Work instructions — Give as output the line that contains "polar bear paw", followed by every remaining line of the entries, unchanged and with nothing added.

◆ ◆ ◆ ◆

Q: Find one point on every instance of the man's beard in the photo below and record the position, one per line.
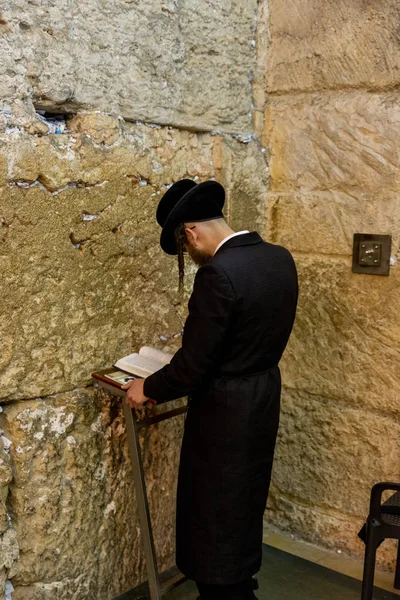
(198, 256)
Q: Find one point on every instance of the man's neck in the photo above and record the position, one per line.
(219, 237)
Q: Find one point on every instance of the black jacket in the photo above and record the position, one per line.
(241, 313)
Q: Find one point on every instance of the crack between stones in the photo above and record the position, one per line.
(356, 404)
(333, 512)
(335, 89)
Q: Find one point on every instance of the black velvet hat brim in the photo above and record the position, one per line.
(202, 203)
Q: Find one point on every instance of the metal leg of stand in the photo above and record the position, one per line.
(143, 505)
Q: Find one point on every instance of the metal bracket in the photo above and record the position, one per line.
(371, 254)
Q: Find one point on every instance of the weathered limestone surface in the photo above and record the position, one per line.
(87, 283)
(332, 133)
(243, 171)
(346, 141)
(333, 44)
(345, 344)
(336, 441)
(72, 497)
(185, 64)
(8, 541)
(86, 280)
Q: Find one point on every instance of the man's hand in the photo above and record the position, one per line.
(134, 395)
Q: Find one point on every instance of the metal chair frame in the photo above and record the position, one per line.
(383, 522)
(157, 585)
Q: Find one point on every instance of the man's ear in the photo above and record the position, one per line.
(191, 235)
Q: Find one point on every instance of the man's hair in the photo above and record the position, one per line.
(181, 240)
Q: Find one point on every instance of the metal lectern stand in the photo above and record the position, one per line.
(133, 426)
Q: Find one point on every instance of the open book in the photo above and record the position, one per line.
(147, 361)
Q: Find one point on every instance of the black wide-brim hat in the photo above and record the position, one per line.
(186, 202)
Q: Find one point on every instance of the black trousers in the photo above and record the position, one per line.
(237, 591)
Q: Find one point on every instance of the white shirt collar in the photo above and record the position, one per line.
(228, 238)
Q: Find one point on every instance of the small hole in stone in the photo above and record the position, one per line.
(55, 121)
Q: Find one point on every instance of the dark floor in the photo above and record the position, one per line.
(287, 577)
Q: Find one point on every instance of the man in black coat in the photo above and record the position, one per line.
(241, 313)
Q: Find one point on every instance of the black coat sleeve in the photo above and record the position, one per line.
(210, 309)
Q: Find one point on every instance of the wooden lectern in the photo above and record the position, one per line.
(158, 584)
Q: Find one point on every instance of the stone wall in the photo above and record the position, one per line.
(150, 93)
(181, 63)
(293, 106)
(86, 283)
(332, 130)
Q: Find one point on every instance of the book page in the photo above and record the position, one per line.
(139, 365)
(163, 357)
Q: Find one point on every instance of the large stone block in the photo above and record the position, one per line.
(346, 141)
(80, 259)
(245, 176)
(345, 342)
(325, 44)
(323, 527)
(72, 499)
(185, 64)
(325, 222)
(330, 454)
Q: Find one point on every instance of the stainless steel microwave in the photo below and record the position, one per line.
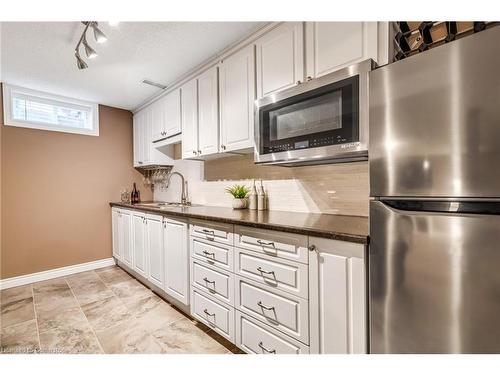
(324, 120)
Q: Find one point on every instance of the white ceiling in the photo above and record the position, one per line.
(39, 55)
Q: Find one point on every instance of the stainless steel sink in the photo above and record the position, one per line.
(161, 205)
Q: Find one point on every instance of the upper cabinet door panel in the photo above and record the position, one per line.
(173, 113)
(189, 118)
(237, 95)
(208, 112)
(280, 58)
(334, 45)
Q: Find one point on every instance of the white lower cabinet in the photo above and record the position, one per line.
(139, 243)
(176, 259)
(254, 337)
(155, 250)
(122, 235)
(337, 297)
(215, 314)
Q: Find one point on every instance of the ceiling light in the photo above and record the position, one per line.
(98, 34)
(79, 62)
(89, 51)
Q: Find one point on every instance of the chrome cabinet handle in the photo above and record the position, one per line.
(206, 312)
(261, 345)
(208, 281)
(261, 305)
(263, 271)
(262, 243)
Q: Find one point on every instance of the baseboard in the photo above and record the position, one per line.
(52, 274)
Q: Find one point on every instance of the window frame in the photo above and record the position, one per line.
(9, 90)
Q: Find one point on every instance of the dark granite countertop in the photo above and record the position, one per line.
(337, 227)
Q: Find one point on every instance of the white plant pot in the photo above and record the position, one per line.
(240, 203)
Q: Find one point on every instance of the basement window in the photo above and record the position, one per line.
(28, 108)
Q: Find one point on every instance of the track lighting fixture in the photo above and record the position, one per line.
(89, 51)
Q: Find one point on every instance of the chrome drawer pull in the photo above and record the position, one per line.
(264, 306)
(262, 243)
(208, 254)
(261, 345)
(208, 281)
(206, 312)
(266, 272)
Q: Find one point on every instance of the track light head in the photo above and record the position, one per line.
(89, 51)
(79, 62)
(98, 34)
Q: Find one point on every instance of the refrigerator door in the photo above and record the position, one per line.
(435, 122)
(434, 282)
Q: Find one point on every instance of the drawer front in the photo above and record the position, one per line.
(282, 311)
(214, 232)
(213, 253)
(216, 283)
(291, 277)
(256, 338)
(213, 313)
(278, 244)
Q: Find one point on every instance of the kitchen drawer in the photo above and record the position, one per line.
(211, 231)
(278, 244)
(280, 310)
(255, 337)
(213, 313)
(214, 282)
(213, 253)
(291, 277)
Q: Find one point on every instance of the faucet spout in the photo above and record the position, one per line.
(183, 191)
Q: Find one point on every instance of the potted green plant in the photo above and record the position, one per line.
(239, 193)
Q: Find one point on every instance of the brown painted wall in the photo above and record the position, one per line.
(55, 192)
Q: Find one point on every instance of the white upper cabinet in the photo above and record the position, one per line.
(189, 117)
(334, 45)
(237, 96)
(280, 58)
(208, 112)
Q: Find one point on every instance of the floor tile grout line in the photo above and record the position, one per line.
(36, 319)
(86, 319)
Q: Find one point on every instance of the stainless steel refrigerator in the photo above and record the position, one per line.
(434, 259)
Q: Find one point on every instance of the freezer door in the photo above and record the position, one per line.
(435, 122)
(434, 281)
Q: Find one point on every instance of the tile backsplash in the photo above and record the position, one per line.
(334, 189)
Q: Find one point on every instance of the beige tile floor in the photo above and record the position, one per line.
(101, 311)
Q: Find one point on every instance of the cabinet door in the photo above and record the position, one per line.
(237, 95)
(176, 260)
(334, 45)
(154, 248)
(126, 238)
(116, 231)
(337, 297)
(139, 238)
(208, 112)
(158, 110)
(280, 58)
(147, 134)
(173, 113)
(189, 100)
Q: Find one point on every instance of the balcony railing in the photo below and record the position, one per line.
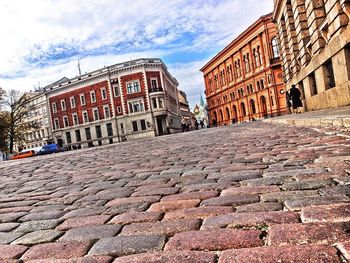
(159, 89)
(275, 60)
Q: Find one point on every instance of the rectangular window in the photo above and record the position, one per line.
(329, 74)
(106, 112)
(109, 129)
(98, 131)
(134, 126)
(154, 102)
(312, 83)
(96, 115)
(133, 87)
(88, 133)
(116, 90)
(75, 119)
(63, 105)
(85, 117)
(103, 93)
(143, 125)
(136, 106)
(154, 84)
(56, 124)
(65, 121)
(68, 137)
(54, 107)
(77, 135)
(72, 102)
(82, 100)
(92, 96)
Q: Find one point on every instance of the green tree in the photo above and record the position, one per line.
(14, 119)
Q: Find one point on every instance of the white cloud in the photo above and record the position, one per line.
(42, 39)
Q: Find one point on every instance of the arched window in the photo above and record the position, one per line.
(252, 106)
(244, 113)
(228, 114)
(259, 55)
(248, 62)
(239, 68)
(275, 48)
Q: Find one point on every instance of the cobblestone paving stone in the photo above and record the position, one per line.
(254, 192)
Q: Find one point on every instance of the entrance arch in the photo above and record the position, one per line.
(228, 114)
(252, 106)
(244, 113)
(234, 113)
(221, 116)
(263, 106)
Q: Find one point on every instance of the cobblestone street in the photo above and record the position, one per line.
(254, 192)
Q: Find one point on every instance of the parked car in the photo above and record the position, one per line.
(23, 154)
(48, 149)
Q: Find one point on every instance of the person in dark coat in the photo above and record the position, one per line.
(295, 95)
(288, 101)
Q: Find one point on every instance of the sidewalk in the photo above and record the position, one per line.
(339, 117)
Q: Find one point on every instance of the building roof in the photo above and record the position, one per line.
(237, 39)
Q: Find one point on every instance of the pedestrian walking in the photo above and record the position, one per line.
(288, 102)
(295, 95)
(196, 124)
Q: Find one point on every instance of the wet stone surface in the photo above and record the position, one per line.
(254, 190)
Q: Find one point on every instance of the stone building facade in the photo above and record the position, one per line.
(244, 81)
(314, 38)
(126, 101)
(38, 113)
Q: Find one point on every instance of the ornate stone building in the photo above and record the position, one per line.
(126, 101)
(314, 38)
(244, 81)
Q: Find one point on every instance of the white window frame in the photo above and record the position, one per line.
(56, 124)
(154, 79)
(87, 114)
(116, 88)
(77, 118)
(64, 122)
(82, 101)
(63, 105)
(133, 103)
(72, 102)
(131, 89)
(104, 111)
(103, 93)
(93, 97)
(93, 114)
(54, 107)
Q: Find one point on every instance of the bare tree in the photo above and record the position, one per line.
(15, 120)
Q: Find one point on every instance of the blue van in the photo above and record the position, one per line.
(47, 149)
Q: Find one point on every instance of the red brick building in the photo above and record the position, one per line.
(126, 101)
(244, 81)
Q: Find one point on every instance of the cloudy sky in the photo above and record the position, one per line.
(42, 40)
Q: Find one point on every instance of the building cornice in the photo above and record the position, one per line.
(249, 30)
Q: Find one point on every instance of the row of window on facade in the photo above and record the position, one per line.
(137, 126)
(242, 112)
(133, 106)
(227, 76)
(132, 87)
(84, 117)
(241, 93)
(37, 135)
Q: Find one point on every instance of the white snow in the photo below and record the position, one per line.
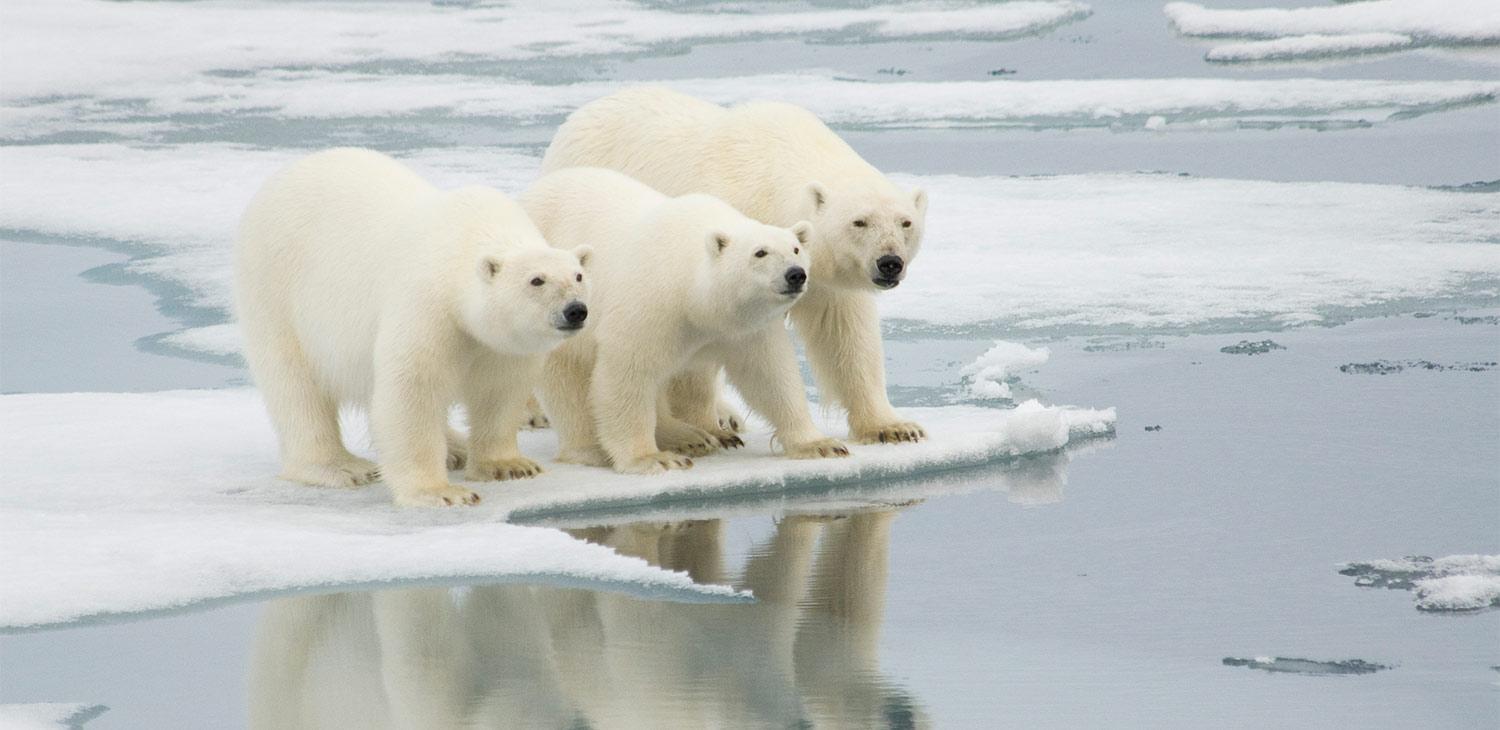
(1118, 102)
(75, 47)
(1347, 27)
(989, 372)
(1307, 47)
(1101, 251)
(47, 715)
(135, 502)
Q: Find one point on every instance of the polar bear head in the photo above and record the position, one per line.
(755, 272)
(527, 302)
(867, 231)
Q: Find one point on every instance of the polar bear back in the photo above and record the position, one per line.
(758, 156)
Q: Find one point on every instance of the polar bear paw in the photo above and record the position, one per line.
(447, 495)
(344, 472)
(687, 439)
(818, 448)
(891, 433)
(516, 468)
(656, 463)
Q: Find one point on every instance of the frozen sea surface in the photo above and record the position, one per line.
(1104, 191)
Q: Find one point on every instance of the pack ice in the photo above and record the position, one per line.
(173, 502)
(1289, 33)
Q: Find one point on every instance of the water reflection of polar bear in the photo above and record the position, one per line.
(536, 657)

◆ ◆ ◆ ◆

Reply —
Q: Find one point on every instance of the polar bear paw in the photo above and record the position, one per line.
(447, 495)
(344, 472)
(687, 439)
(818, 448)
(891, 433)
(516, 468)
(656, 463)
Q: Find one point on every instance of the frozen sea surface in the photo above and record the position, one per line.
(1104, 191)
Q: Find one point on every instance of the pack ice in the photo above and record the position, one per line.
(173, 502)
(1289, 33)
Q: Find one point on every instance of the water reflection of polar bear in the photo above and record the position, one per line.
(536, 657)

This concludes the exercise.